Give back the line containing "For every instance of the window frame, imagine" along with every line after it, exactly, until the entries end.

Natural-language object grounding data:
__________
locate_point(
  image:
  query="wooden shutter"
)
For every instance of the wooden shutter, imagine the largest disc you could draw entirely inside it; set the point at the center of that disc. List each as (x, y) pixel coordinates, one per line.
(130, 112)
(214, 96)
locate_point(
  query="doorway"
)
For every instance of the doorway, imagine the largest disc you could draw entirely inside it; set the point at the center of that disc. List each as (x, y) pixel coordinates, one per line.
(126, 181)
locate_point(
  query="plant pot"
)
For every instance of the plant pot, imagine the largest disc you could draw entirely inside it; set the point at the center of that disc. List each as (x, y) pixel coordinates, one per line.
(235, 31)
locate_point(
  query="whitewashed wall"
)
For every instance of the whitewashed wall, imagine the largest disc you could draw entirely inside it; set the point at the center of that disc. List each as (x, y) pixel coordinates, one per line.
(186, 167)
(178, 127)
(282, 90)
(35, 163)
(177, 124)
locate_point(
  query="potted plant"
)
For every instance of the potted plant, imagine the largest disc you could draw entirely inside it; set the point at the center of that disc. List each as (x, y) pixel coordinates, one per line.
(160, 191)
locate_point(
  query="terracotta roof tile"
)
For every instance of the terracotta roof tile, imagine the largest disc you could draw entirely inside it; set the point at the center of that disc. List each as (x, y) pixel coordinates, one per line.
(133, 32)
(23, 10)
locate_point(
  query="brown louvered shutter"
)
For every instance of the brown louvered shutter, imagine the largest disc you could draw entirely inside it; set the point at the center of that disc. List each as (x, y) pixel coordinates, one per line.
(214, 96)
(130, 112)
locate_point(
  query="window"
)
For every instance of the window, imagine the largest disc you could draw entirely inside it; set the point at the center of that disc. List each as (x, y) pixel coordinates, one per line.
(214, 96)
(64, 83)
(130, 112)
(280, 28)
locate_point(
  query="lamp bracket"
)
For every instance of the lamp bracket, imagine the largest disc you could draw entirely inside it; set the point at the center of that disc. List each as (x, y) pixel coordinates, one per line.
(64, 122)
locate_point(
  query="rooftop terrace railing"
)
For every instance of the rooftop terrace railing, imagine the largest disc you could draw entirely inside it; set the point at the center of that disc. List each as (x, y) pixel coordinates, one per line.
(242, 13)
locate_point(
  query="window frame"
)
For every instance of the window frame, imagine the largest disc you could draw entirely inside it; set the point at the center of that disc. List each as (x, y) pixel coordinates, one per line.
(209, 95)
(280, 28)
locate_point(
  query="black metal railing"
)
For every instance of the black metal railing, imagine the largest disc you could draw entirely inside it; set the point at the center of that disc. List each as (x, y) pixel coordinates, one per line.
__________
YOUR SOLUTION:
For every instance of the window frame, imagine the largest disc you could draw entirely inside it; set the point at the center of that disc. List each as (x, y) pixel coordinates, one per line.
(209, 95)
(280, 28)
locate_point(
  query="black metal railing"
)
For every instance of the black metal railing, imagine the largest disc you could draw entirely inside it; set the point at the center of that disc. List each as (x, y) pixel coordinates, one per line.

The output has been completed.